(Saved data entries)
<<<<
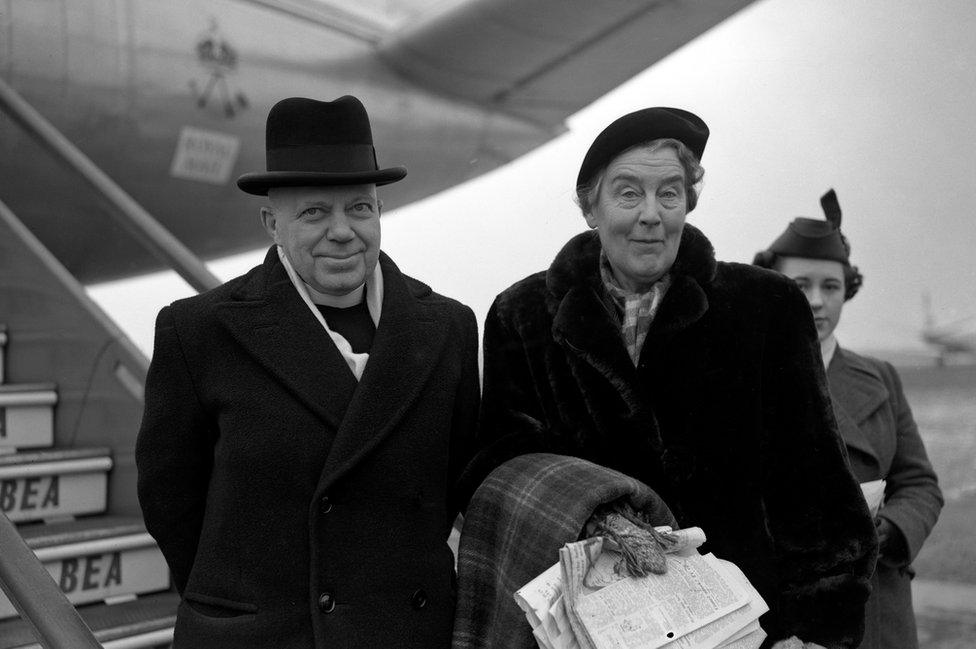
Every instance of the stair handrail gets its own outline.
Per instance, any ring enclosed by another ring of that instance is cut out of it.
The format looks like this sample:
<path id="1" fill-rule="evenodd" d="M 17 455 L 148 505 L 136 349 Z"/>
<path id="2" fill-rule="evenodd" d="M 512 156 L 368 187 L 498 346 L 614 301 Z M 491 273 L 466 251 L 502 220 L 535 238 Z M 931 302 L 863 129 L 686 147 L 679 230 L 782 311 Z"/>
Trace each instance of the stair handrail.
>>>>
Scan the data above and copy each line containing the word "fill".

- **Exercise response**
<path id="1" fill-rule="evenodd" d="M 17 455 L 148 505 L 136 349 Z"/>
<path id="2" fill-rule="evenodd" d="M 512 156 L 368 187 L 498 346 L 614 301 Z M 491 273 L 466 251 L 502 220 L 535 238 Z M 931 302 L 863 129 L 686 147 L 679 230 L 782 311 Z"/>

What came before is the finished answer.